◆ **SOURCE**
══════════

L’article 54 de la Loi constitutionnelle de 1867 stipule qu’il doit y avoir une recommandation
royale [373]
pour chaque vote, résolution, adresse ou projet de loi visant l’affectation de deniers publics. Cette
disposition constitutionnelle est reprise dans le Règlement [374] .
Le Règlement est un ensemble de règles créées par la Chambre pour sa propre gouverne; elle
peut donc passer outre à certains articles si elle y consent à l’unanimité, ce qu’elle
ne peut faire dans le cas d’une disposition constitutionnelle. Cela a été exposé dans un certain
nombre de décisions du Président [375] .
Le rôle du Président
La façon de demander et d’accorder le consentement unanime obéit à une procédure stricte.
La présidence doit donc faire preuve de méticulosité lorsqu’il s’agit de l’appliquer.

══════════

◆ **Enregistrements de données**
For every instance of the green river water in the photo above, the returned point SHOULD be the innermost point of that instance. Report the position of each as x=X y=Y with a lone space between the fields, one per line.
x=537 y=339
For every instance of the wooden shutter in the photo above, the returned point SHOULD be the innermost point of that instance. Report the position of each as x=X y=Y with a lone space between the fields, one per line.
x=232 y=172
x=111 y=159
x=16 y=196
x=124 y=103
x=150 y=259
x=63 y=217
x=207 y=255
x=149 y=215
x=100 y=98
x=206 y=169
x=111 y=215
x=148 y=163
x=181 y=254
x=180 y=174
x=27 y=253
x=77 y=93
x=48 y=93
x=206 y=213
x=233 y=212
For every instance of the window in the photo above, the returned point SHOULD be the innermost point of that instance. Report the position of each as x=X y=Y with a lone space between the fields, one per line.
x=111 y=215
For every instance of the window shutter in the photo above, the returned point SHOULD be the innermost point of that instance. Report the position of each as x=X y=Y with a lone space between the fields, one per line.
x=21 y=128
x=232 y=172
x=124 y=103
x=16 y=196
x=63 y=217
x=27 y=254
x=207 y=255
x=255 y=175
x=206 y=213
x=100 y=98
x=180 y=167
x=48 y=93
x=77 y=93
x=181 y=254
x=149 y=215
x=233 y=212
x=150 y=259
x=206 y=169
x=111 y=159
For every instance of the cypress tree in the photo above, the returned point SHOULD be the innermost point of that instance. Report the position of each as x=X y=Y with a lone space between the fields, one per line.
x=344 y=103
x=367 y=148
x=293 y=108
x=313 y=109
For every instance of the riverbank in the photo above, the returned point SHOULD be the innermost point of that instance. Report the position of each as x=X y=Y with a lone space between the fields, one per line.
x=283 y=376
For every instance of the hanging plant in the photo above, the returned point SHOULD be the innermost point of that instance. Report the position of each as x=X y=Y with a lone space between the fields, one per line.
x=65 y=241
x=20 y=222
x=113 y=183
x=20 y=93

══════════

◆ **CONSIGNE 1**
Répondez à ces questions sur le texte consacré à la recommandation royale :
(a) Quel article de la Loi constitutionnelle de 1867 exige une recommandation royale ?
(b) À quelle condition la Chambre peut-elle passer outre à certains articles du Règlement ?
(c) Dans la partie intitulée « Le rôle du Président », de quoi la présidence doit-elle faire preuve ?
◆ **CONSIGNE 2**
Rédigez la suite du texte sur la recommandation royale à partir de sa dernière phrase.

◆ **RÉPONSE 1**
(a) L'article 54.
(b) Elle doit y consentir à l'unanimité.
(c) De méticulosité.

◆ **RÉPONSE 2**
Par exemple, un député désirant passer outre à l’avis requis pour présenter une
motion de fond demande le consentement unanime de la Chambre « pour la motion suivante », qui est
alors lue in extenso. Le Président demande ensuite si la Chambre consent unanimement à ce que le
député présente sa motion. Si une voix dissidente s’exprime, le Président conclut
qu’il n’y a pas consentement unanime et l’affaire ne va pas plus loin, bien qu’il soit possible de
faire d’autres tentatives en vue d’obtenir le consentement unanime [376] .
Si aucune dissidence n’est exprimée, le Président conclut qu’il y a consentement unanime pour la
présentation de la motion, puis demande s’il plaît à la Chambre de l’adopter. À ce
moment, il est d’usage que la Chambre rende une décision sur la motion; techniquement, toutefois, un
débat sur la motion est encore possible [377] .
Lorsque les intentions de la Chambre ne sont pas claires, le Président demande de nouveau s’il y a
consentement unanime [378] .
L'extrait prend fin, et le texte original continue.